··· Data supplied

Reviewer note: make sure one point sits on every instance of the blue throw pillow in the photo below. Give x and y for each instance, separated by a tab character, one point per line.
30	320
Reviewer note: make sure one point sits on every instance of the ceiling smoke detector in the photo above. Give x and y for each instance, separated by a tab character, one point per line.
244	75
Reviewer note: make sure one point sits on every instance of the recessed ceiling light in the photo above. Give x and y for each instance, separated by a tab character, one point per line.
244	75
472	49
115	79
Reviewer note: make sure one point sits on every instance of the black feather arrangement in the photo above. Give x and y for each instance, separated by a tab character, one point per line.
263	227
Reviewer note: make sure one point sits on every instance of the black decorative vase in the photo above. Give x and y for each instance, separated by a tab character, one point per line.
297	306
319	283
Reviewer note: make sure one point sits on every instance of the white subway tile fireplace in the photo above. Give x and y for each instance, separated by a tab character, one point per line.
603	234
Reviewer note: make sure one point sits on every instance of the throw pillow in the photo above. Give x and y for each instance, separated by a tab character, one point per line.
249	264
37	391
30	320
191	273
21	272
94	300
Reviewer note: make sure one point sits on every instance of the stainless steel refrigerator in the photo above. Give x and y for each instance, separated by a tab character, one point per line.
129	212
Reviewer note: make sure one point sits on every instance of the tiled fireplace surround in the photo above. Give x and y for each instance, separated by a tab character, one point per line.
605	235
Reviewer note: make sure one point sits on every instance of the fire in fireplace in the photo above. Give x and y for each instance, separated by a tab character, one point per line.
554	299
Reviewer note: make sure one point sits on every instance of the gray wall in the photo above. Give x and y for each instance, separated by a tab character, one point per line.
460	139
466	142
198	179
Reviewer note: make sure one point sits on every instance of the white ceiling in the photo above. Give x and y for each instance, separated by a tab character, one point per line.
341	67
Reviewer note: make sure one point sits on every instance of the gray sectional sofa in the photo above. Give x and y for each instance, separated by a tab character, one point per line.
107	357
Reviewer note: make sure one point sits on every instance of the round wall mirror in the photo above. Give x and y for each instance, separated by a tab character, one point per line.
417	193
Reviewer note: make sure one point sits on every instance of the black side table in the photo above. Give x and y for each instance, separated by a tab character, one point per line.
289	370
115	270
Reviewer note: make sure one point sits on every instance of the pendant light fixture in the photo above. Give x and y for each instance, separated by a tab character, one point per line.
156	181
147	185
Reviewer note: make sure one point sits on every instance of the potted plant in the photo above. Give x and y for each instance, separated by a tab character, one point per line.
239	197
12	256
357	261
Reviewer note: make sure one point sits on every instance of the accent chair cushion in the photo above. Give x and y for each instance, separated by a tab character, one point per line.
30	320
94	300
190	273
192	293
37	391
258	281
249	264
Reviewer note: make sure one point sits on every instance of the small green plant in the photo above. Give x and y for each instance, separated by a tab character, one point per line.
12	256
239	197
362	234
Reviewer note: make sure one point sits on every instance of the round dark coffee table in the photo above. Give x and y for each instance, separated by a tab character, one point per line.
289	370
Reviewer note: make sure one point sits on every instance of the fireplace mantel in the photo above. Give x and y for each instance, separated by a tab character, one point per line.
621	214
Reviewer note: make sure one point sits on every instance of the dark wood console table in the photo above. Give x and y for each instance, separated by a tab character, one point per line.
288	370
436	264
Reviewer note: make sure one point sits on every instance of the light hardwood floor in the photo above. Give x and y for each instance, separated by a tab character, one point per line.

······

— Problem to solve —
Scale the material starting at the line that contains "the round dark" and ending at the end of the material. Copy every line in that span. Change only the x and y coordinates of the points, multiplying each by 1.8 and rounding to a whole number, with halves rounded up.

— Task result —
Reviewer note: make sure one point sits on every instance of the round dark coffee table in the photo above. Give x and y for each instance, separated by a tab character, one point per line.
520	666
Reviewer note: make sure one point sits on every instance of the fireplace mantel in the photo above. Give x and y for each instance, separated by a tab character, one point per line.
1118	385
Reviewer note: make sure one point sits on every instance of the dark wood console table in the photo above. Give x and y for each instance, separated by a tab character, one point per line.
518	666
785	475
Reviewer note: make sure one point sits on every instance of the light hardwood floor in the photo above. Give x and y for each instance, separated by a tab character, one point per line.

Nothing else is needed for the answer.